* [Supplied passage]
= Beginning of Section =
5.) Another alternative I have used successfully is Rooibos tea, an antioxidant-rich South African herbal tea which makes a good chai.

6.) I also think it is VERY important to sterilize (scald) everything meticuloiusly when you make soymilk, to avoid stray bacteria which may cause acidity.

7.) You can use a stabilizer in your soymilk which may help if you are still having this problem-- you could just add it to the milk you use for hot beverages. (I don't like the "mouthfeel" for drinking.) That is to add a bit of guar or xanthan gum to the soymilk.

8.) Honestly, we don't do anything that special-- but I would advise trying out different brands of coffee and tea-- good, fair trade, arabica, organic dark roast beans. Not all coffee beans are equal. My husband says he's used all kinds of brands, but always dark roast arabica organic. Right now he uses Kicking Horse dark roast Nicaraguan (A Canadian local roaster).

Bryanna Clark Grogan said...

PS-- about the stabilizer in homemade soymilk-- use only 1/8 to 1/4 tsp. of the gum per 6 cup. batch. Blend it with a cup or so of the milk fuirst, and then add to the rest. I'm not guaranteeing this!

travelbug said...

About the silk soy not foaming well. I work at a coffee shop and have been for the past 4 years. I have never had a problem foaming milk to make a cap with the silk soy. You just have to do it correctly. So maybe the coffee shop you went to just doesn't know how to steam it. Don't give up on its the best!!

Anonymous said...

That must be delicious.
I want to try it now :)
= End of Section =
* [Material provided]
= Beginning of Section =
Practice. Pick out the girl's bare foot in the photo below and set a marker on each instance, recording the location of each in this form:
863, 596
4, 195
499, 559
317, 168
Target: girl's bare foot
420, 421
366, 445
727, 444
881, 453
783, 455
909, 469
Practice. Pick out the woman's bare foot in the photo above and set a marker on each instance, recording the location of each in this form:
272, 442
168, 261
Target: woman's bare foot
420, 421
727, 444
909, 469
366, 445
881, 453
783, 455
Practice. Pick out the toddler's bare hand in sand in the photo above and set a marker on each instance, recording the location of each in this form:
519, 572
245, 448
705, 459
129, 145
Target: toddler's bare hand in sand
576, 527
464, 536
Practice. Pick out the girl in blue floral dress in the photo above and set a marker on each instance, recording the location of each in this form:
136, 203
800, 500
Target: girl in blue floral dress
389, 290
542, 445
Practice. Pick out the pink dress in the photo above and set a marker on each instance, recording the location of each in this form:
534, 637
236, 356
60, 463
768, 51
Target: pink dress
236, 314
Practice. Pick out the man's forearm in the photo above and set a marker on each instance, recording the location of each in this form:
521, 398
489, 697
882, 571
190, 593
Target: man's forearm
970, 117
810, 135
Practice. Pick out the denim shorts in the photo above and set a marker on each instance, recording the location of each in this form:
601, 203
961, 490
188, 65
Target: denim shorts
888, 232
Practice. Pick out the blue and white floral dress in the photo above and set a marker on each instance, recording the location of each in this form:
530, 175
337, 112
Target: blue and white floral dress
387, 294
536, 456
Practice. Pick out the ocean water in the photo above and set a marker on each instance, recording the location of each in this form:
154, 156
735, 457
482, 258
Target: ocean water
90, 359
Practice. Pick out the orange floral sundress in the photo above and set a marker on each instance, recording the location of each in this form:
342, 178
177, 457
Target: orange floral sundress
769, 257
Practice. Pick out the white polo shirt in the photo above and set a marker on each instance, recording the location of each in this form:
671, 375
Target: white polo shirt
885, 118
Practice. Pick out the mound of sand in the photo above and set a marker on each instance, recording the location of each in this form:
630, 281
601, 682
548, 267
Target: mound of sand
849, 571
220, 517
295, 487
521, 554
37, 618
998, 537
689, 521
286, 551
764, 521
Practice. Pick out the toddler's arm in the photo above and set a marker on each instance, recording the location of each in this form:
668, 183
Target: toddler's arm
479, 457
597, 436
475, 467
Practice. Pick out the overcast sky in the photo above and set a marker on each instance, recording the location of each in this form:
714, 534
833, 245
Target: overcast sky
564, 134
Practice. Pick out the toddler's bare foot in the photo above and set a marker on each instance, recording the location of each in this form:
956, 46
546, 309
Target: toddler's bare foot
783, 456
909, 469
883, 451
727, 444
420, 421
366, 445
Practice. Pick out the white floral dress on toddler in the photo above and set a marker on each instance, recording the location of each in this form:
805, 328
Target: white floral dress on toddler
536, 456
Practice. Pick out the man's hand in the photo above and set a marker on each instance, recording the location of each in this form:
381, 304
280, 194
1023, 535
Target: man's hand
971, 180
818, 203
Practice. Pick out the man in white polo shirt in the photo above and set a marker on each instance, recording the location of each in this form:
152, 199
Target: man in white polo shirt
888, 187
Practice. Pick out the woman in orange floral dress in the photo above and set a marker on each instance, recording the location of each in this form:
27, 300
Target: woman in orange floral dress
= End of Section =
* [Brief 1]
Decide whether each statement agrees with the soymilk passage. Answer yes or no and quote the deciding words.
(a) Rooibos tea is described as a South African herbal tea.
(b) The suggested stabilizer amount is 1 to 2 teaspoons of gum per batch.
(c) The commenter who works at a coffee shop has worked there for the past 4 years.
* [Brief 2]
According to the soymilk passage, which coffee does the husband use right now?

* [Problem solution 1]
(a) Yes: "an antioxidant-rich South African herbal tea"
(b) No: "use only 1/8 to 1/4 tsp. of the gum"
(c) Yes: "have been for the past 4 years"

* [Problem solution 2]
Kicking Horse dark roast Nicaraguan, from a Canadian local roaster.